Texto extraído ->
——
Tomada pela miséria, parte da população sertaneja nas fronteiras entre Paraná e Santa Catarina tornam-se seguidores do monge e curandeiro José Maria. Desamparados pelo governo, os caboclos buscam a partir da figura do monge a chance de ter a cura de algumas doenças e conseguir um pedaço de terra para viver. Afinal, uma grande população de caboclos, sitiantes e ervateiros já tinha sido expulsa de suas propriedades devido à construção da Estrada de Ferro São Paulo-Rio Grande do Sul.
Expulsos de Taquaruçu a mando do prefeito local, coronel Albuquerque, parte dos seguidores do monge se refugiam em Irani (atual Palmas)– localidade tomada por conflitos fronteiriços. As autoridades paranaenses, contudo, interpretam o ato como uma invasão de catarinenses na área, que estava em disputa entre os dois estados.
——
(Entradas salvas)

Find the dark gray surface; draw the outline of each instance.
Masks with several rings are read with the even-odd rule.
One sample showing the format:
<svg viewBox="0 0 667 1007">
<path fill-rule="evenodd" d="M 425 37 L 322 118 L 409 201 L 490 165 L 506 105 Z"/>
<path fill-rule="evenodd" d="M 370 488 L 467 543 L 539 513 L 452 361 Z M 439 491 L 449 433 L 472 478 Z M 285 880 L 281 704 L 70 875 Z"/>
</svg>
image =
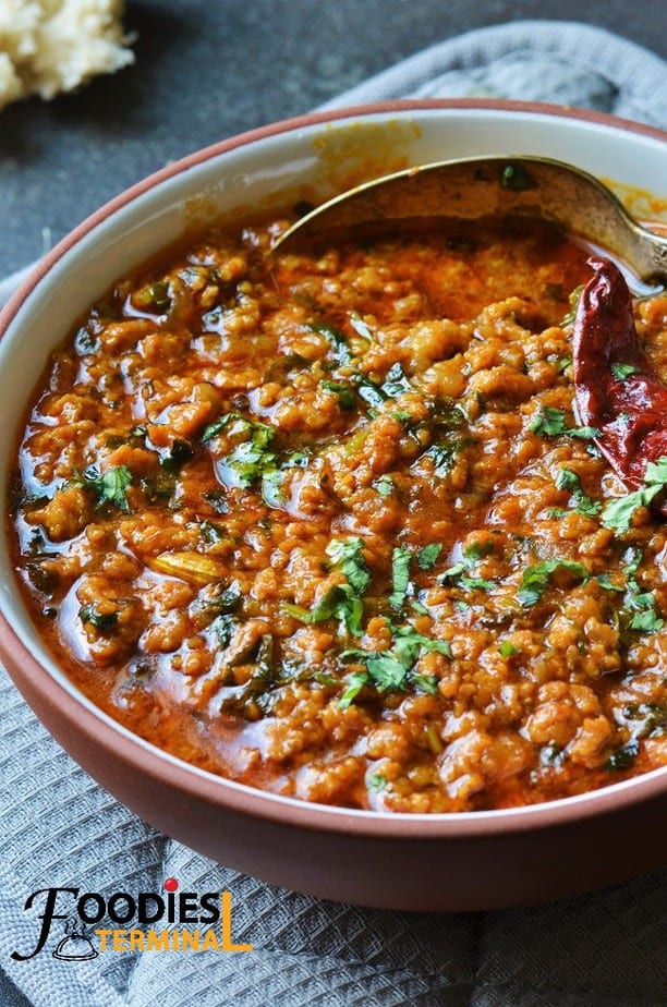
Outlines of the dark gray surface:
——
Descrição do problema ->
Liste todos os grupos de pessoas que, segundo o texto extraído, já tinham sido expulsos de suas propriedades devido à construção da Estrada de Ferro São Paulo-Rio Grande do Sul.

Sua solução ->
Caboclos, sitiantes e ervateiros.